+++ Quoted text
# Dremel tool



## adkmayfire (Jun 16, 2017)

I'm shopping for a Dremel (or something similar) tool for nail care . Anybody have a recommendation?


----------



## einspänner (Sep 8, 2012)

I have a Dremel 3000 and would recommend it. I previously had a cordless model and experienced issues with multiple batteries holding charge. A corded dremel provides consistent power and is useful beyond trimming nails.


----------



## Spy Car (Sep 3, 2014)

einspänner said:


> I have a Dremel 3000 and would recommend it. I previously had a cordless model and experienced issues with multiple batteries holding charge. A corded dremel provides consistent power and is useful beyond trimming nails.


Yep, that's the one if you are a long-term thinker, who doesn't mind a cord. This is a tool that should last almost forever.

The hand-held battery powered models are convoenient, but when the battery fails they are essentially done. 

If money is extremly tight, Harbor freight has a corded rotary tool for less than $10 that is "junk-quality," but will get the job done, until it breaks.

Bill


----------



## racerdj944 (Feb 19, 2013)

Is there a tool like the Dremel that has some kind of guide/guard to were you don't takeoff too much? Or is it just buy a Dremel and learn the boundaries?


----------



## pez999 (Apr 22, 2017)

racerdj944 said:


> Is there a tool like the Dremel that has some kind of guide/guard to were you don't takeoff too much? Or is it just buy a Dremel and learn the boundaries?


The ones from pet stores for trimming usually have that guard but I've always taken them off because it got annoying for me and in the way and I couldn't see what i was doing that well. I think after a while you just get a feel for it and know how much to trim.
++++++
+++ Material provided
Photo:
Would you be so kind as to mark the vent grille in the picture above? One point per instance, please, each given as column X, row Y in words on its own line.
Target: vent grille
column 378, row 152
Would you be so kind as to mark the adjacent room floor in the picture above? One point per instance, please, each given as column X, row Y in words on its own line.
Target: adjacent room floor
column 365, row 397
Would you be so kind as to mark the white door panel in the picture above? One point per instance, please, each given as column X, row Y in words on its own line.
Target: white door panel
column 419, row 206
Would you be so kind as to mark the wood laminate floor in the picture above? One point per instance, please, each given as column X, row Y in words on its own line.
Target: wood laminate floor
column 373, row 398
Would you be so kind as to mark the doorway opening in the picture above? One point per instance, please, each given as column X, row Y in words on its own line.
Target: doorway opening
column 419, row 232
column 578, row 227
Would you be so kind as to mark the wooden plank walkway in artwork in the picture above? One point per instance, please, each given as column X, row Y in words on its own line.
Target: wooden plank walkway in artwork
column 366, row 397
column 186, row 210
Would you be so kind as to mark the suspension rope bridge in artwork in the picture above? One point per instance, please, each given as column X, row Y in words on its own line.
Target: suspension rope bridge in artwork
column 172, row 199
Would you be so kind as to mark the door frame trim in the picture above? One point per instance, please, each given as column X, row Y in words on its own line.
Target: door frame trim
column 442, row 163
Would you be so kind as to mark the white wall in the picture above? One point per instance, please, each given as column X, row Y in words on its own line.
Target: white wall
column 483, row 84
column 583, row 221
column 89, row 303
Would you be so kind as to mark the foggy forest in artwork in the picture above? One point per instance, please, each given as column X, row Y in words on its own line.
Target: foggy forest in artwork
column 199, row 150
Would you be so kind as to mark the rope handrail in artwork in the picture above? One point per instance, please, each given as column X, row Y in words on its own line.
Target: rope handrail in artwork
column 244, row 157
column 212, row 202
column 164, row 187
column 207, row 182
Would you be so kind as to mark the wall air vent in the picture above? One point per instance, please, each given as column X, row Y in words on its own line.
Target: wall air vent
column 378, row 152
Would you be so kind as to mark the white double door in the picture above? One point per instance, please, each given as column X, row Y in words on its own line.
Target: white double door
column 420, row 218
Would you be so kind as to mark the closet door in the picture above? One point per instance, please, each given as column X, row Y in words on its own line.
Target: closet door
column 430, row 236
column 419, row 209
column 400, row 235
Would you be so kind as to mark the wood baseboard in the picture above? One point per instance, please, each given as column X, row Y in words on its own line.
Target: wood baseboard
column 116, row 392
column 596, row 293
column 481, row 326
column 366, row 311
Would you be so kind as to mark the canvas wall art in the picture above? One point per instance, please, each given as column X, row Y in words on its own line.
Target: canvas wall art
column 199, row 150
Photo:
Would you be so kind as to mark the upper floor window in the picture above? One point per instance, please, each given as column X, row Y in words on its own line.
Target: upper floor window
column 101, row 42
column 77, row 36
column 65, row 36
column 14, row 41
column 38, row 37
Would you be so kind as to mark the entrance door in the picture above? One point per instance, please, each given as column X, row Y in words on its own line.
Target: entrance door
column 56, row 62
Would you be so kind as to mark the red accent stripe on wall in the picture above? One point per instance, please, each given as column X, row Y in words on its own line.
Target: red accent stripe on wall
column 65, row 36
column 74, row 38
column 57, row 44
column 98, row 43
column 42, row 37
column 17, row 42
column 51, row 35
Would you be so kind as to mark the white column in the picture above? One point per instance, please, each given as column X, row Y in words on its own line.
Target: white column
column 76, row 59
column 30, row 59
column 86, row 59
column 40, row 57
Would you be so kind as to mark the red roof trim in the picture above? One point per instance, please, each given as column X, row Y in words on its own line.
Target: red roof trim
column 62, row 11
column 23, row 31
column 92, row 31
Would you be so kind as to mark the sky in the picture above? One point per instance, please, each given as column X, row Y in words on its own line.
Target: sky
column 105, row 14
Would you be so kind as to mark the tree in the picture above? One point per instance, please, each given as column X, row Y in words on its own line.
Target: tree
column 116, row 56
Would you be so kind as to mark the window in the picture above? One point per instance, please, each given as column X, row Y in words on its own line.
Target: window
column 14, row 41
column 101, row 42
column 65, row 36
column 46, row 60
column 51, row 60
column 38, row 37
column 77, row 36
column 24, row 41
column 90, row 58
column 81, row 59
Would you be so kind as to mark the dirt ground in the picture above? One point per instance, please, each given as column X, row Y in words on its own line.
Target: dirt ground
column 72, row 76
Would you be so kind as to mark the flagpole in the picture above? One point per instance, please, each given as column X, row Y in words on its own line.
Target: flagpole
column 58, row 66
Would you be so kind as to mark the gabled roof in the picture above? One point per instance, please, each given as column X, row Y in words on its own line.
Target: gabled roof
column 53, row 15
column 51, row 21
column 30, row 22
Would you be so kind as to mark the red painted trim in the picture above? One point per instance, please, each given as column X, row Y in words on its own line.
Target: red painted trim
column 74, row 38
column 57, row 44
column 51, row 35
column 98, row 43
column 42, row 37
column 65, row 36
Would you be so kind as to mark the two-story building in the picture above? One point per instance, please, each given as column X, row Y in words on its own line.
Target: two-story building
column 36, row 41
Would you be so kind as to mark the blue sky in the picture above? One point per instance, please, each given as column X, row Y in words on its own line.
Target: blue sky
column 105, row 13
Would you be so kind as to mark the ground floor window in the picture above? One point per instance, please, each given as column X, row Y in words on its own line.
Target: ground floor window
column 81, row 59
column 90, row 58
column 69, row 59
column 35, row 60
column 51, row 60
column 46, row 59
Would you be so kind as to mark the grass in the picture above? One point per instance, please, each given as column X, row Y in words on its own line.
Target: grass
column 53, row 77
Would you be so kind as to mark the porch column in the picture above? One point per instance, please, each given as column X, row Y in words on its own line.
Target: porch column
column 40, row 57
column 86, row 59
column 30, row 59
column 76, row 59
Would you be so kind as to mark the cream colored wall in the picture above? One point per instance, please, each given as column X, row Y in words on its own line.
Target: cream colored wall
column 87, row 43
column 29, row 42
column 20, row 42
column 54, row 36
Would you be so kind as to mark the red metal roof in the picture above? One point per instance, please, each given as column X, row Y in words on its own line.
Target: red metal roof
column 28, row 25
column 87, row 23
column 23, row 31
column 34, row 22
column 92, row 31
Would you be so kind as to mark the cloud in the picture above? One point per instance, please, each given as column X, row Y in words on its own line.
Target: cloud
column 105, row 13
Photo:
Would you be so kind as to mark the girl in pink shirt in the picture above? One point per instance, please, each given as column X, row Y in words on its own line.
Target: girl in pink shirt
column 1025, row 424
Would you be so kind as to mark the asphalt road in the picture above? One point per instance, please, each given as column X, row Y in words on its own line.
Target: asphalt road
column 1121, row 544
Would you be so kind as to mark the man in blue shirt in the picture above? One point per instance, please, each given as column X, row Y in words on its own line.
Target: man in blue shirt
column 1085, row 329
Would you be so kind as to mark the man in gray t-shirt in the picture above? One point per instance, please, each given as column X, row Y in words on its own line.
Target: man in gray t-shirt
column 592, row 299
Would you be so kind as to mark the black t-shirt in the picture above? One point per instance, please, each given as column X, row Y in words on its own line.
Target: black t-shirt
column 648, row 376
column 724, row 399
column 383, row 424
++++++
→ Set exercise: Summarize the Dremel tool thread in two sentences.

→ Response: Asked for a Dremel-type tool for nail care, repliers recommend the corded Dremel 3000 because it gives consistent power and lasts, while cordless models are finished once their batteries fail, and they mention a Harbor Freight corded rotary tool under $10 as a junk-quality but workable option. When someone asks about a tool with a guard to avoid taking off too much, one reply says pet-store trimmers usually have one but it can get in the way and block the view, and that with time you get a feel for how much to trim.